▶ **Exercise prompt**
Copy exactly the last part of the listing below, beginning at the line that contains "Q: For every instance of the blue jeans" and including the final line.

▶ **Records shown**
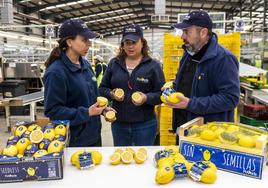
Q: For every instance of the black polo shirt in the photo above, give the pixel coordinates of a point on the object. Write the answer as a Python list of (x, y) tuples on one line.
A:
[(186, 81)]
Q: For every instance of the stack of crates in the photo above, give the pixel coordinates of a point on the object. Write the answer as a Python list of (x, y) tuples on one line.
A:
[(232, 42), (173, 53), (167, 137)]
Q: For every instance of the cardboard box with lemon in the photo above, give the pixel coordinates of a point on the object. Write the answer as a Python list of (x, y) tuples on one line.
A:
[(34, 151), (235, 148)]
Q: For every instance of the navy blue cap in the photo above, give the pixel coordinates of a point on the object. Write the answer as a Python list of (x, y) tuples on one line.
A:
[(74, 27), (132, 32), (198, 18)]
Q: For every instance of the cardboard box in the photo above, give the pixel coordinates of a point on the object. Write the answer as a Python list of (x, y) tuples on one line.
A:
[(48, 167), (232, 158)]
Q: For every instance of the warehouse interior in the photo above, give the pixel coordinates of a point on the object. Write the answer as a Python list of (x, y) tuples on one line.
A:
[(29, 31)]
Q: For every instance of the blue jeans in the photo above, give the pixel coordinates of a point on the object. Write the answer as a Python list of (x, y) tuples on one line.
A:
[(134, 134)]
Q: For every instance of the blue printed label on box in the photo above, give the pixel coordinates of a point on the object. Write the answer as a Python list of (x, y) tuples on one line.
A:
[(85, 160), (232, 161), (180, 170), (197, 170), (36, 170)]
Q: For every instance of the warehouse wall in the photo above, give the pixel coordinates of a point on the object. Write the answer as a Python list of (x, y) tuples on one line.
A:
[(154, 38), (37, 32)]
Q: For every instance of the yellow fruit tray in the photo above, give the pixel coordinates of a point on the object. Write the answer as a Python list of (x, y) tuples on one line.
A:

▶ **Your solution**
Q: For every instance of the blue jeans in the photo above, give the pixel coordinates of a point on the object. Write the answer as a Python list of (x, y) tuples on one line.
A:
[(134, 134)]
Q: For every instance of the blue printed label on box in the photo above, give the pixel coordinates of a point on the object. Write the answer as a Python list of (x, y) tuples on one line.
A:
[(85, 160), (232, 161), (180, 170), (197, 170), (36, 170)]
Q: For every instance of the warehouse wall in the photo above, give the pixel coordinates of a point on the object. Write the answer as a Python list of (x, y) tuples on one line.
A:
[(154, 38), (37, 32)]
Q: For every instance of the yellow fruit tray in the photo above, give the pixel coordinates of a point on the object. Write the answer as a Python list of (x, y) tuples on one line.
A:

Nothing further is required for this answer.